_Set problem_
Your task is to output the entries below word for word.

===============

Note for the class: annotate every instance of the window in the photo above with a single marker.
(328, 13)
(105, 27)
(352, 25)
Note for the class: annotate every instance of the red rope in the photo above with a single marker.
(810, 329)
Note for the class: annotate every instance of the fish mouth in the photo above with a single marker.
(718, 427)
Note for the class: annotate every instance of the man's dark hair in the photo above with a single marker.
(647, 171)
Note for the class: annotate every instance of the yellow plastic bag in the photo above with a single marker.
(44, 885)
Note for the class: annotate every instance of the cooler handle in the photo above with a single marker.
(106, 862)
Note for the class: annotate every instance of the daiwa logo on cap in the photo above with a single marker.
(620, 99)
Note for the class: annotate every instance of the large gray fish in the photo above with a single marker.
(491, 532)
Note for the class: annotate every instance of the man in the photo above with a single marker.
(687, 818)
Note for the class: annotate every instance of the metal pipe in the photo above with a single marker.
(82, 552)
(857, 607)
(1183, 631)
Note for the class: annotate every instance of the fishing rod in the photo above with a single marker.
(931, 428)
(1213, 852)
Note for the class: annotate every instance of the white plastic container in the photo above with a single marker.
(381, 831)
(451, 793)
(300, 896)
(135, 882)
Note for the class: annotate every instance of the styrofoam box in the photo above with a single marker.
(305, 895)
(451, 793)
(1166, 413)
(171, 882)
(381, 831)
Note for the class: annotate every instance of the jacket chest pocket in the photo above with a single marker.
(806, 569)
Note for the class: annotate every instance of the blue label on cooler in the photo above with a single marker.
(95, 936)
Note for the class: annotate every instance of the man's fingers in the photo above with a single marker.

===============

_Finished exercise_
Note for the class: annotate every instance of the window in the photo above with a single marker.
(328, 13)
(105, 27)
(352, 25)
Note for the class: annotate every instance of the red rope in the photo above with a single marker.
(810, 329)
Note for the class: annotate every instance of the fish mouth in the photo above with a single marker.
(718, 427)
Note for the class: annotate every instance of the man's dark hair in the photo above with a single marker.
(647, 171)
Note for the class: annotate every instance of the yellow plastic bag in the photo above with a single marker.
(44, 885)
Note for the class: annotate every instance of the cooler handle in the photo above with a single marker.
(106, 862)
Note for the class: annotate every instance of the daiwa logo on cap in the photo above with a single marker.
(620, 99)
Note for the class: annotate every instance of the large gray fish in the photo above with a single marker.
(491, 532)
Note for the class: annotate every instance of the man in the photo above with a single marker.
(687, 818)
Note for the class: annotate every instance of the metal pipe in the photo above with a single marker.
(82, 552)
(857, 607)
(1183, 631)
Note for the class: annotate every instance of the fishing rod in the photo above with a single marker.
(931, 428)
(1213, 852)
Note for the class: annotate every instance of the white plastic container in the photo above with a single marker.
(381, 831)
(451, 793)
(300, 896)
(135, 882)
Note for the class: annotate every instance of the styrofoam box in the photo above with a single marker.
(305, 895)
(451, 793)
(1166, 413)
(171, 882)
(381, 831)
Note for the class: annotate every instance of the jacket chest pocket in the photo above with a single marker.
(806, 569)
Note for the class: annotate every instance of the blue label on cooler in the photo above with a single marker.
(95, 936)
Note for the class: annotate every instance of the man's fingers in the photo above with a single marker.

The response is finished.